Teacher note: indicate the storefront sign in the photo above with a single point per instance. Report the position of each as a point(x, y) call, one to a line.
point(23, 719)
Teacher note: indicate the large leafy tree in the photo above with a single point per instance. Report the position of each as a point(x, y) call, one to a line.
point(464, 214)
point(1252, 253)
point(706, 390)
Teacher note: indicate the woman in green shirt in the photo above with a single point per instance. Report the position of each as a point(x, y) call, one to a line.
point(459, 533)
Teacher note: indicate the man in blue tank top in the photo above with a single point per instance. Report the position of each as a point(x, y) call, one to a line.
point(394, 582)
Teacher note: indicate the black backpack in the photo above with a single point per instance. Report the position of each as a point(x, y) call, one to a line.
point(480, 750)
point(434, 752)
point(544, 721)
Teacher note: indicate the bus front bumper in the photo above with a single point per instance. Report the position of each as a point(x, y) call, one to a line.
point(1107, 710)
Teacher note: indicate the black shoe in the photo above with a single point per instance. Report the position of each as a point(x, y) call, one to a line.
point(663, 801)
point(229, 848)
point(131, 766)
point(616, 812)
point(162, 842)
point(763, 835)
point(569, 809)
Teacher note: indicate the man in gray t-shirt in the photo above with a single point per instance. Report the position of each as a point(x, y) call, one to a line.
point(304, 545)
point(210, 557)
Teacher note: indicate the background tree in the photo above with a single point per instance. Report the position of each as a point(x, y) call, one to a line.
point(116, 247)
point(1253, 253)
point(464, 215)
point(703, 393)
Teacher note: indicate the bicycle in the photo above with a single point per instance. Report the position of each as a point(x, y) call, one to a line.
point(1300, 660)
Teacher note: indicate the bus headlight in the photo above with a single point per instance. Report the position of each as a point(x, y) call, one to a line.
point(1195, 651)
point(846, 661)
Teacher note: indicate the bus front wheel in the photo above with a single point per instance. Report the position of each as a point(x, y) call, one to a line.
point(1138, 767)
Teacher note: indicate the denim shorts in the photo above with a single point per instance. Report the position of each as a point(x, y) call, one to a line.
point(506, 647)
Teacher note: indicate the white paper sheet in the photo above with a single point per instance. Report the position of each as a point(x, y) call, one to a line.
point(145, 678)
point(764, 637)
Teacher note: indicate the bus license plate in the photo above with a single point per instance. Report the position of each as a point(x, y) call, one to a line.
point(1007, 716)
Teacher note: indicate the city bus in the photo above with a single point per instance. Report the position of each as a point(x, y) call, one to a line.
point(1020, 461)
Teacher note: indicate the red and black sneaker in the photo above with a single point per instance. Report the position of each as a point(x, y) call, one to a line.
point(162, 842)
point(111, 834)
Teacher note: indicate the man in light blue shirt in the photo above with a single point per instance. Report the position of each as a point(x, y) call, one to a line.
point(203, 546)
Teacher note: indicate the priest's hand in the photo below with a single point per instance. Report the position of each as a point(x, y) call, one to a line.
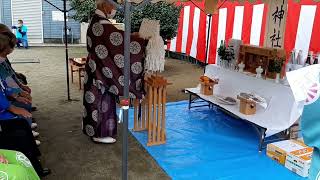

Work to be completed -
Print all of the records above word for word, leaving out the pictures.

Task result -
Teacher note: indicate the storefront sign in the photo above with a single point per instance. Report the position of each as a point(x, y) call, one to a line.
point(23, 719)
Teacher note: indicate the large leafy tree in the photo above with a single point per instance. Report the position of each as a point(x, y) call, one to a line.
point(464, 214)
point(1252, 253)
point(706, 390)
Teacher note: indicate the woman in green shirt in the photo above with a single point per instance. Report the position of each as a point(x, y) call, one to a line.
point(459, 533)
Teacher note: indicate the man in blue tank top in the photo above with a single point per instance. Report the position of each as a point(x, y) call, one to a line.
point(394, 582)
Teacher note: indicate the black backpack in the photo above with a single point per instance. Report the position of each as a point(x, y) call, one to a line.
point(480, 750)
point(434, 752)
point(544, 721)
Teacher note: indicate the bus front bumper in the photo above with a single point per instance. Report the position of each as a point(x, y) call, one to a line.
point(1107, 710)
Teacher note: indicate the black shoe in the photo above with a single point per instance. Report the position of each as a point(x, y) call, one to a line.
point(663, 801)
point(229, 848)
point(131, 766)
point(616, 812)
point(162, 842)
point(763, 835)
point(569, 809)
Teacher note: indicate the man in gray t-shirt in the photo above with a single point per instance. Report the position of each as a point(x, y) call, one to a line.
point(304, 545)
point(210, 557)
Teacher note: indicate the background tree in the photo above with a single point per instance. Report the position of each as a point(x, y) call, one to a line.
point(116, 247)
point(1253, 253)
point(464, 215)
point(703, 393)
Teacher note: indicate the bicycle in the photo above with a single point per instance. Report the position of each as a point(x, y) call, one to a line.
point(1300, 660)
Teacher note: indicate the bus headlight in the photo above with a single point per instance. Report the position of each as a point(x, y) call, one to a line.
point(1195, 651)
point(846, 661)
Teacher note: indicate the bus front wheel in the photo above with a single point per instance. Report the position of each as a point(x, y) call, one to a line.
point(1138, 767)
Teacher note: indicate the denim shorts in the photo above with a single point per instance. Report the position of each as a point(x, y) call, one to a line.
point(506, 647)
Teacher note: indicate the white paper sheet in the photo above with a single point per instance. Report the position of each as a point(x, y) call, one to a line.
point(145, 678)
point(764, 637)
Teacher note: indicate the bus license plate in the photo above with a single point per instance. Report the position of each as a point(x, y) call, one to a line.
point(1007, 716)
Teacher note: indicate the city bus in the photo above with a single point per instance. Report the position of each as a point(x, y) call, one to a line.
point(1020, 461)
Teacher note: indicate the red and black sneaker in the photo above with a single point per instance. Report the position of each as a point(x, y) call, one to a line.
point(162, 842)
point(111, 834)
Teacher note: indicate the man in light blue shirt in the photo above with a single point per instance. Report the position of each as a point(x, y) call, one to a line.
point(203, 546)
Teacher note: indicate the priest's hand in the photo below with a single point per instance. Report the position of each as a point(x, y) call, one to a line.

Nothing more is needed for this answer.